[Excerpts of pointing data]
◆ ◆ ◆

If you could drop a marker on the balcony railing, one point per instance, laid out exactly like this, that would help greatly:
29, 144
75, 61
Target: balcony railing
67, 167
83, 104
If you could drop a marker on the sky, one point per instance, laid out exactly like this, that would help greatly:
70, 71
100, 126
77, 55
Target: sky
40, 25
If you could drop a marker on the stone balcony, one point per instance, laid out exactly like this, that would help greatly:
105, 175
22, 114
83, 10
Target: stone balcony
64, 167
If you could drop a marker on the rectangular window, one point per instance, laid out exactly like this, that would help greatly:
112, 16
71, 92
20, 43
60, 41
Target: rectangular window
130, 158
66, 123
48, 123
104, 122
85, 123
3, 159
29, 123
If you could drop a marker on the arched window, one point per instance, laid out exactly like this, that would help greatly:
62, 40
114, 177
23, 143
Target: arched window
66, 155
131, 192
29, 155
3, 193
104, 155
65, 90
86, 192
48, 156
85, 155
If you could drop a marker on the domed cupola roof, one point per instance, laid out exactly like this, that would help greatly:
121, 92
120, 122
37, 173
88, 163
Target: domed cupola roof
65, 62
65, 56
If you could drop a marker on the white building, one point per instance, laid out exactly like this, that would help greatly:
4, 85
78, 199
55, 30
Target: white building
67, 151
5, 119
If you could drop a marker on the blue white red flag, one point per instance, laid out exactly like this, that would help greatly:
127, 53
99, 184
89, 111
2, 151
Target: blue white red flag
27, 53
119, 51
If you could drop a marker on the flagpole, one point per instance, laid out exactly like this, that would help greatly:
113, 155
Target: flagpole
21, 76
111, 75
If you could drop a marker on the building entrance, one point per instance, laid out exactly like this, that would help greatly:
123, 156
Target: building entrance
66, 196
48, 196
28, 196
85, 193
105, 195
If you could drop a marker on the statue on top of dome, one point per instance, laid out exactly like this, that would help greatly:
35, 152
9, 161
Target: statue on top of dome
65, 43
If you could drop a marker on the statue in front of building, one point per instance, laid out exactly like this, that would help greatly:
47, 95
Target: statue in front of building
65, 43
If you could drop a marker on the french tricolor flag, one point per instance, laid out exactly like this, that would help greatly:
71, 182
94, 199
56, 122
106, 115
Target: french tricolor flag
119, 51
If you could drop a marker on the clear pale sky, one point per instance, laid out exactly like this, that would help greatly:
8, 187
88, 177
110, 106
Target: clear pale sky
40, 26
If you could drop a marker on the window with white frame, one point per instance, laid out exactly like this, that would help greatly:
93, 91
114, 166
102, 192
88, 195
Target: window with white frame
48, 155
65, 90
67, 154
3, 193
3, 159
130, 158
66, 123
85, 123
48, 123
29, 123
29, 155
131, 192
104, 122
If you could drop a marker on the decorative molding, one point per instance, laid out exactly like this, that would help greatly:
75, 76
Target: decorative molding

◆ ◆ ◆

## TASK GOAL
Add 139 to every coordinate in the answers, and write out everything from the line containing "If you could drop a marker on the french" down to the end of the records, requests included.

## EXERCISE ANSWER
If you could drop a marker on the french tricolor flag, one point per instance, laid out exactly like this, that would help greatly:
71, 182
94, 199
56, 122
106, 115
Target: french tricolor flag
258, 190
If you could drop a marker on the clear pale sky, one point per instance, laid out exactly like this, that would help greatly:
8, 187
88, 177
110, 106
Target: clear pale sky
179, 165
If you could drop a marker on the window with white frame, one point per instance, laid out exactly like this, that would help greatly:
93, 91
114, 166
102, 192
88, 195
Target: window with white frame
187, 294
204, 229
206, 293
142, 332
142, 298
269, 297
205, 262
224, 262
187, 262
168, 262
168, 294
270, 331
243, 261
If you could drop a marker on the decorative molding, one point per instance, laid out exactly like this, that would help greatly:
75, 76
Target: decorative molding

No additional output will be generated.